Texte source
========

Car, avec l’avènement de l’IA et de la data science, une « nouvelle économie » se met en place, selon Christelle Astorg-Lepine. Elle permettrait de « trouver des débouchés sociétaux et environnementaux » aux données spatiales, ce « nouvel or » dont se sont emparés les start-up. Au CNRS, une vingtaine de start-up se développent, dont un quart soutenues par CNRS Innovation, la filiale de valorisation de l’organisme. Par exemple, Kayrros fournit des informations sur le secteur de l’énergie en utilisant notamment l’imagerie par satellite. Spécialisée dans l’analyse de ces images, Preligens – anciennement Earthcube – veut devenir l’acteur de référence de l’IA pour le Renseignement et la Défense : elle vient d’ailleurs de réaliser une levée de fonds de 20 millions d’euros.

Dans le cadre du programme Connect by CNES9 , les nombreux outils du spatial sont ainsi mis à disposition des chercheurs, mais aussi des entrepreneurs. « Nous sommes au début de l’histoire de la donnée spatiale », indique Christelle Astorg-Lepine qui recense, en trois ans d’activité, 35 start-up qui ont bénéficié du programme et levé 260 millions d’euros. « Ces start-up tirent tout un écosystème qui s’empare des données spatiales pour des applications de tous les jours. » Souvent, c’est la combinaison de données complémentaires des satellites et au sol qui permettent de nouveaux services pour l’agriculture, l’énergie, l’immobilier, le sport ou la santé. Le CNES et la SNCF travailleraient ainsi à un système de surveillance des voies qui allie la précision des images Pléiades à des contrôles par drones et mesures au sol.

  • 3Mission conjointe entre les agences spatiales française (CNES) et allemande (DLR).
  • 4Partenaires : CNES, CNRS, CEA, Météo France, Universités, UKSA, CGI.
  • 5CNRS/Inserm/AP-HM/Aix-Marseille Université.
  • 6CNRS/Aix-Marseille Université.
  • 7CNRS/Université de Strasbourg.
  • 8Les zoonoses sont des maladies ou infections transmises naturellement par des animaux à l'Homme, ou inversement, comme la tuberculose, la maladie de Lyme, la grippe aviaire, Ebola ou encore le Covid-19.
  • 9Avec trois domaines prioritaires : la santé, la mobilité et l’environnement (gestion des risques, adaptation climatique, agriculture de précision).

========

Données à analyser
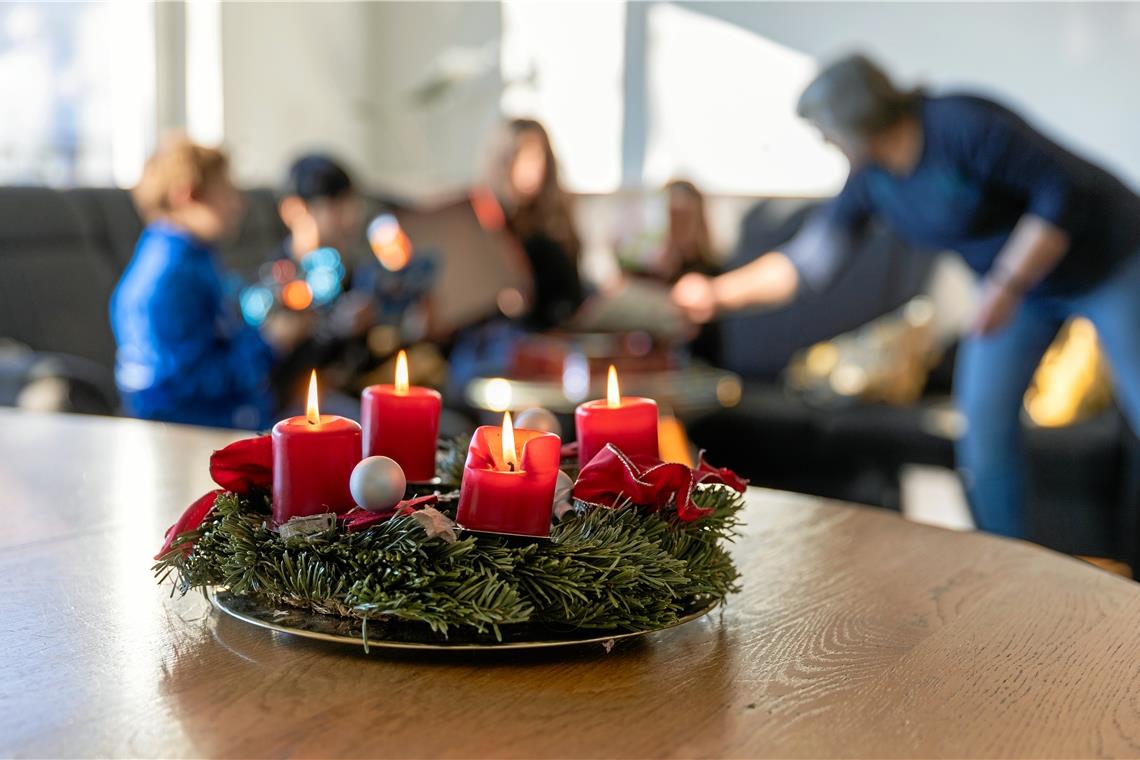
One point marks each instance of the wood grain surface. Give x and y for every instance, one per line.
x=857, y=635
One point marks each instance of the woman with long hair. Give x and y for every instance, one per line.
x=523, y=176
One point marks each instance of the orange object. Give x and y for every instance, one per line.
x=673, y=441
x=296, y=295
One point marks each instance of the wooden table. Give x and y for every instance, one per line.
x=857, y=634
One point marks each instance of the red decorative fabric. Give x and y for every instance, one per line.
x=358, y=520
x=190, y=520
x=611, y=476
x=244, y=465
x=239, y=467
x=707, y=473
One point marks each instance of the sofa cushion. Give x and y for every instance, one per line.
x=54, y=286
x=111, y=222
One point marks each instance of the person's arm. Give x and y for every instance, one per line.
x=811, y=260
x=770, y=280
x=1007, y=153
x=1033, y=251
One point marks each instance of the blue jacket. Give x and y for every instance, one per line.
x=185, y=356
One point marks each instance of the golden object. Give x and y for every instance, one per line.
x=1072, y=382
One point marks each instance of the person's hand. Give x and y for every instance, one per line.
x=284, y=331
x=693, y=294
x=998, y=305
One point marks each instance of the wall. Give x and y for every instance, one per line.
x=406, y=91
x=368, y=81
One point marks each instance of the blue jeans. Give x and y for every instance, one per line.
x=994, y=372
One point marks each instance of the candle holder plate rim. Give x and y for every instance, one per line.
x=324, y=628
x=474, y=531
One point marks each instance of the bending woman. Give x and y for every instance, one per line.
x=1051, y=235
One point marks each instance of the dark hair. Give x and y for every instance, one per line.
x=855, y=98
x=550, y=211
x=315, y=177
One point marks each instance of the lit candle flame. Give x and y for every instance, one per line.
x=401, y=373
x=510, y=456
x=311, y=409
x=612, y=392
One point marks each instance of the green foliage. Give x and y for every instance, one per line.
x=624, y=569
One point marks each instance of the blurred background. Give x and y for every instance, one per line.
x=844, y=395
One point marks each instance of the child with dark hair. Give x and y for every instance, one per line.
x=320, y=206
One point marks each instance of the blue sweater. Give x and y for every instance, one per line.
x=982, y=169
x=184, y=354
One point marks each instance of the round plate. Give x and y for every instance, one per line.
x=404, y=636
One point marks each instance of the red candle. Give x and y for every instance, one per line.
x=401, y=422
x=509, y=490
x=628, y=423
x=314, y=457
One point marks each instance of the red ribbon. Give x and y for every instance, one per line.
x=611, y=477
x=244, y=465
x=239, y=467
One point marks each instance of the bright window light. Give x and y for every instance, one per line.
x=723, y=111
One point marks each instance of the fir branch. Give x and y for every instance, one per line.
x=621, y=569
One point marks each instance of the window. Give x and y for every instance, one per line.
x=76, y=82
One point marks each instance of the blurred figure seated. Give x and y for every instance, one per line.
x=184, y=352
x=308, y=278
x=682, y=247
x=523, y=176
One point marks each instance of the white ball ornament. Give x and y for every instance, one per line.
x=540, y=419
x=377, y=483
x=563, y=500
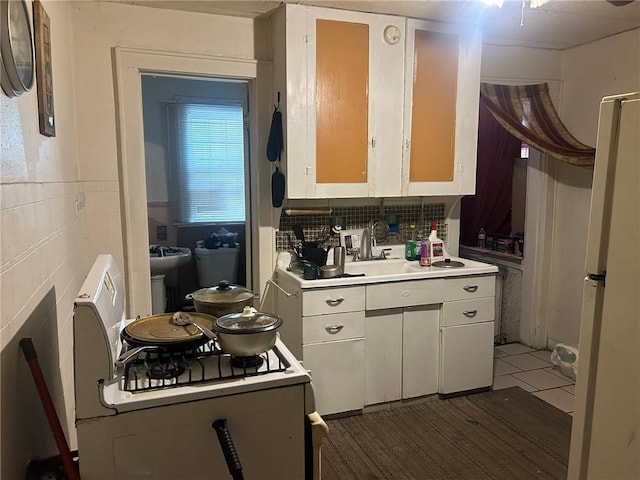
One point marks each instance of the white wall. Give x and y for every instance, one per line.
x=43, y=260
x=590, y=72
x=578, y=78
x=97, y=28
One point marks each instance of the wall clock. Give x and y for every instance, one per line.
x=16, y=48
x=391, y=34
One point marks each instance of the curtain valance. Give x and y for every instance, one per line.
x=526, y=111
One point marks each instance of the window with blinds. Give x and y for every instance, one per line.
x=206, y=143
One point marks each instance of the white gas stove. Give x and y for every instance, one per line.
x=152, y=417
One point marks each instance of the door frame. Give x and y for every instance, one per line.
x=130, y=64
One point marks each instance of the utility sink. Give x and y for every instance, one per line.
x=165, y=259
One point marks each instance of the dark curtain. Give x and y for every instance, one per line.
x=490, y=207
x=526, y=111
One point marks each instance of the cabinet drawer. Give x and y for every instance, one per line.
x=404, y=294
x=469, y=287
x=328, y=328
x=468, y=311
x=332, y=300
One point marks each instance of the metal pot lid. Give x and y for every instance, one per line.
x=160, y=329
x=249, y=321
x=448, y=263
x=224, y=293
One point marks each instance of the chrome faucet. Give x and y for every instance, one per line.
x=366, y=243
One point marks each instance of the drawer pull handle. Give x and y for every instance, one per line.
x=335, y=301
x=333, y=329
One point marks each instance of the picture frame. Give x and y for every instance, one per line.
x=44, y=73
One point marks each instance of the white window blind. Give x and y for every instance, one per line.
x=208, y=172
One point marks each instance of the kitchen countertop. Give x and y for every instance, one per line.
x=397, y=269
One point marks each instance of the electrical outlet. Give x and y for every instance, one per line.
x=342, y=221
x=161, y=232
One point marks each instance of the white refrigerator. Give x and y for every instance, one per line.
x=605, y=436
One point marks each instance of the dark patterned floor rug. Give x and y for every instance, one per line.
x=505, y=434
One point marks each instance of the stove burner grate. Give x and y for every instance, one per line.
x=157, y=370
x=164, y=369
x=247, y=362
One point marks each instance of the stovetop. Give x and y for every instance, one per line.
x=151, y=370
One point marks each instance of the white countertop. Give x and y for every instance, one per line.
x=393, y=269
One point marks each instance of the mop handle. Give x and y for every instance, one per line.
x=29, y=352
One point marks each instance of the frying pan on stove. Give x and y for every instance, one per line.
x=158, y=333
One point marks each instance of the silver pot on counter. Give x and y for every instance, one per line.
x=222, y=299
x=248, y=333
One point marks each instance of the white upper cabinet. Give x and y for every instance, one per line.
x=442, y=91
x=357, y=124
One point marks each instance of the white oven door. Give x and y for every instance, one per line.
x=178, y=441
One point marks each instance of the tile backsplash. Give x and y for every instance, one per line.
x=355, y=218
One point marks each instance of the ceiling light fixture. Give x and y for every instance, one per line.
x=532, y=3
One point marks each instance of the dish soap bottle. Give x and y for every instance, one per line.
x=410, y=248
x=481, y=238
x=436, y=245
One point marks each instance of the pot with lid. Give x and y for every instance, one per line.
x=222, y=299
x=248, y=333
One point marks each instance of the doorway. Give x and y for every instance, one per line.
x=196, y=169
x=130, y=65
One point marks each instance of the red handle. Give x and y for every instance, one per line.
x=29, y=352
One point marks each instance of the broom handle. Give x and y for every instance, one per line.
x=29, y=352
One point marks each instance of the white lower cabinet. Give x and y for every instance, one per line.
x=401, y=357
x=383, y=356
x=337, y=374
x=377, y=343
x=420, y=352
x=466, y=357
x=333, y=347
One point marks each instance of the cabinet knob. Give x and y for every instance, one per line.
x=334, y=301
x=333, y=329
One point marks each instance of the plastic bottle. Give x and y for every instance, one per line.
x=481, y=238
x=436, y=245
x=410, y=248
x=425, y=254
x=419, y=241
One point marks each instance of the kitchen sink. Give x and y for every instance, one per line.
x=165, y=259
x=375, y=268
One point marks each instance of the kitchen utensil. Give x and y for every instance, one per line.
x=339, y=254
x=277, y=188
x=315, y=255
x=29, y=352
x=299, y=233
x=248, y=333
x=447, y=263
x=159, y=333
x=183, y=319
x=275, y=142
x=330, y=271
x=221, y=299
x=297, y=266
x=310, y=272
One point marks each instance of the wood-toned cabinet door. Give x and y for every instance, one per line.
x=345, y=94
x=442, y=80
x=342, y=101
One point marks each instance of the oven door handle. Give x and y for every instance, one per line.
x=228, y=449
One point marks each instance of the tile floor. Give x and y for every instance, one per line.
x=515, y=364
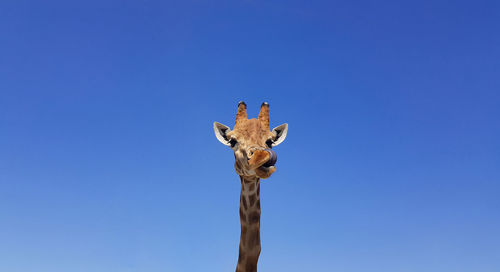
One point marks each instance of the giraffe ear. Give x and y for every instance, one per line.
x=221, y=132
x=279, y=134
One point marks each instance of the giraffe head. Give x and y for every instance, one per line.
x=252, y=142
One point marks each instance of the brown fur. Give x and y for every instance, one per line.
x=248, y=140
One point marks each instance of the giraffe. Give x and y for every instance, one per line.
x=252, y=143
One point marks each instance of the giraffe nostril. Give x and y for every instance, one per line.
x=272, y=158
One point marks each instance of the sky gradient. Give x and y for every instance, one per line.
x=109, y=163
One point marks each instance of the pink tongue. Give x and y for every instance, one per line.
x=272, y=158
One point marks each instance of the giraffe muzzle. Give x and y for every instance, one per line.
x=272, y=158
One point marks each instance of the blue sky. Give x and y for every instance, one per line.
x=108, y=161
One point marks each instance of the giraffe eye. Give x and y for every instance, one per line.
x=269, y=143
x=233, y=142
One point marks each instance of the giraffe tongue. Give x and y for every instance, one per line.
x=272, y=158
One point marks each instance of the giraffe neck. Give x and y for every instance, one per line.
x=250, y=225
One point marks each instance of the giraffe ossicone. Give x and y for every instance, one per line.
x=251, y=141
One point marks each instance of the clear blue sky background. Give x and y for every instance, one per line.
x=108, y=161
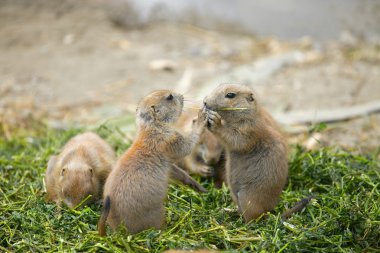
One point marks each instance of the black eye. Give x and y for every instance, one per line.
x=230, y=95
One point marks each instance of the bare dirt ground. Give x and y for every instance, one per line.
x=65, y=62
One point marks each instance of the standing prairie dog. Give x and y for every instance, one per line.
x=81, y=169
x=135, y=190
x=256, y=152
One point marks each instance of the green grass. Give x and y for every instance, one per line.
x=344, y=217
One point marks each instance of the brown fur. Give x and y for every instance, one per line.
x=137, y=187
x=256, y=152
x=194, y=251
x=79, y=170
x=207, y=158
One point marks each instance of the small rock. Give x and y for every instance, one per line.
x=162, y=64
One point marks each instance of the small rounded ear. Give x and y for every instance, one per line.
x=251, y=98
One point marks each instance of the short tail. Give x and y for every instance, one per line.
x=297, y=207
x=103, y=218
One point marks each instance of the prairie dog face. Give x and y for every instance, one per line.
x=208, y=149
x=160, y=106
x=231, y=96
x=76, y=183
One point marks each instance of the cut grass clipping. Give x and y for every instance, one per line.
x=344, y=217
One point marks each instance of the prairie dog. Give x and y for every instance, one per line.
x=79, y=170
x=207, y=157
x=135, y=190
x=256, y=152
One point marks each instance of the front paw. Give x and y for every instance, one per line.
x=205, y=171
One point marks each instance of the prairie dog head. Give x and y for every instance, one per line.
x=77, y=181
x=163, y=106
x=231, y=100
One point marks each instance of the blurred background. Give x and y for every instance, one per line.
x=81, y=62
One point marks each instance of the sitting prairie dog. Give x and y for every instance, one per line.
x=135, y=190
x=256, y=152
x=81, y=169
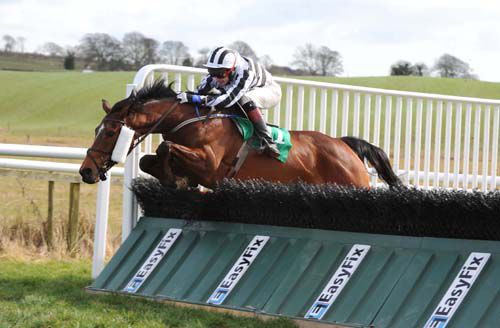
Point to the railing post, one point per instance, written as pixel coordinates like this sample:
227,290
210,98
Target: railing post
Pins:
101,226
50,216
74,200
130,207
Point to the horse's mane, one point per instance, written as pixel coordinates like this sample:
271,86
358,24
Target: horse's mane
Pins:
157,90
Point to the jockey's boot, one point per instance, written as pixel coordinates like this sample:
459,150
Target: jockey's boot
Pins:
264,135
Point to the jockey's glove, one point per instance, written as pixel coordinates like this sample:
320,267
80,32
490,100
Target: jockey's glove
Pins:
184,97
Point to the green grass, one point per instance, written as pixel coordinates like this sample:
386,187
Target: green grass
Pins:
68,103
34,62
56,103
51,294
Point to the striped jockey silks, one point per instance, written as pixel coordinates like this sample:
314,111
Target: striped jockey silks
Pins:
247,75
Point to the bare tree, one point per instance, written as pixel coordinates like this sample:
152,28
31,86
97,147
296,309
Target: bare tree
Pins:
402,67
9,43
450,66
202,57
133,48
20,40
329,61
103,49
150,51
266,61
139,50
243,49
51,49
420,69
174,52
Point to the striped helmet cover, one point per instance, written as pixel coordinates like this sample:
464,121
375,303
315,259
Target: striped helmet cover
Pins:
221,57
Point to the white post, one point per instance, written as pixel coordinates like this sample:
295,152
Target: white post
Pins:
101,226
130,209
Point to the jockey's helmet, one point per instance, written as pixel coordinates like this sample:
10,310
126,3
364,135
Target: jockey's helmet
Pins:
221,58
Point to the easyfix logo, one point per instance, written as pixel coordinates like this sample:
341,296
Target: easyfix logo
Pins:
463,282
238,270
337,282
150,264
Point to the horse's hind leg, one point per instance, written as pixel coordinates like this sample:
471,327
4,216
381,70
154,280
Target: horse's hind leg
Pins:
198,164
155,166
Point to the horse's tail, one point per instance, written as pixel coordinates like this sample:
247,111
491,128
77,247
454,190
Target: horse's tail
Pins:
376,157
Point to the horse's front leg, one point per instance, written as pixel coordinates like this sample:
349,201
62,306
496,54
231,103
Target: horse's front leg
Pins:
198,164
158,166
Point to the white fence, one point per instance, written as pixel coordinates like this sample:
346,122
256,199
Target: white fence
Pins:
432,140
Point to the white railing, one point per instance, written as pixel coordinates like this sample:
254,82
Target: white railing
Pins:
446,157
102,203
431,139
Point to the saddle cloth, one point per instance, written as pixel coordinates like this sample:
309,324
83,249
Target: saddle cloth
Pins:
280,136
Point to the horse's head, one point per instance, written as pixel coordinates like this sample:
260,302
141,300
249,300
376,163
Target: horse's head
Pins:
113,138
111,144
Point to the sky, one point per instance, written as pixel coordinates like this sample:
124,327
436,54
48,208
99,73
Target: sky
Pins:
370,35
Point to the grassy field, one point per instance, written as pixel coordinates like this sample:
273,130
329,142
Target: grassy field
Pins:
51,294
67,104
34,62
62,108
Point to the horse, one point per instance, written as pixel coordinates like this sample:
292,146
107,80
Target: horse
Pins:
203,152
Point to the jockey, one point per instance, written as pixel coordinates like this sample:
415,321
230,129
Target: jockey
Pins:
238,80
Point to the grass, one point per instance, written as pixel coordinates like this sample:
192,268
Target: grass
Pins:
51,294
34,62
62,104
63,108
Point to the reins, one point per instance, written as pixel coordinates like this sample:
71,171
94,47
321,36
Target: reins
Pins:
109,163
144,136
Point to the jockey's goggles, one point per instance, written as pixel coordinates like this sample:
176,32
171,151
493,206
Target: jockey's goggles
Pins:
219,73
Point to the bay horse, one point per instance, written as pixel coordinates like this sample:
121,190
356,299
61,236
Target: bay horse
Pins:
203,152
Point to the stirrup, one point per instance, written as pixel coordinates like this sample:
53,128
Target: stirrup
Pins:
271,149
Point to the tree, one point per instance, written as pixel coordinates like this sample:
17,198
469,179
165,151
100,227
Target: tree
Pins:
266,61
420,69
317,61
450,66
103,49
202,57
402,67
150,51
243,49
305,59
20,40
329,62
9,43
174,52
139,50
51,49
69,60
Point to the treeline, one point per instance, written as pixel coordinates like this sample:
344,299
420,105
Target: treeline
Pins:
103,52
445,66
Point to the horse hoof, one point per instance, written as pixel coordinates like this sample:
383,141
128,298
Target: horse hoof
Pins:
164,148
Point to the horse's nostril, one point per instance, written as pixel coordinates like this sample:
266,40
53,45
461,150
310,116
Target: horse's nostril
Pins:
86,172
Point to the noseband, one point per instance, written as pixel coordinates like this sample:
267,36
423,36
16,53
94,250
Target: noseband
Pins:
108,164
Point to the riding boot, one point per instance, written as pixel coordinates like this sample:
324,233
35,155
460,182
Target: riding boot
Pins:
264,135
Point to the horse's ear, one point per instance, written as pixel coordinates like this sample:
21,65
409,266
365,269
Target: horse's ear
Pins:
106,106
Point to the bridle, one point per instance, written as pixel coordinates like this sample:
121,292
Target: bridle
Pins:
108,164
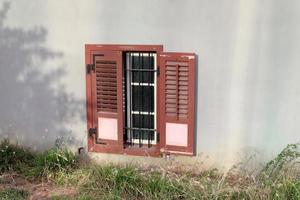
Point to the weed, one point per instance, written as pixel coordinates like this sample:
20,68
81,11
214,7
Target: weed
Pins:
53,161
13,194
14,157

========

Travail demandé
Recopiez le passage du texte source qui commence par « Dans le cadre » et se termine par « mesures au sol. ».

Solution du problème
Dans le cadre du programme Connect by CNES9 , les nombreux outils du spatial sont ainsi mis à disposition des chercheurs, mais aussi des entrepreneurs. « Nous sommes au début de l’histoire de la donnée spatiale », indique Christelle Astorg-Lepine qui recense, en trois ans d’activité, 35 start-up qui ont bénéficié du programme et levé 260 millions d’euros. « Ces start-up tirent tout un écosystème qui s’empare des données spatiales pour des applications de tous les jours. » Souvent, c’est la combinaison de données complémentaires des satellites et au sol qui permettent de nouveaux services pour l’agriculture, l’énergie, l’immobilier, le sport ou la santé. Le CNES et la SNCF travailleraient ainsi à un système de surveillance des voies qui allie la précision des images Pléiades à des contrôles par drones et mesures au sol.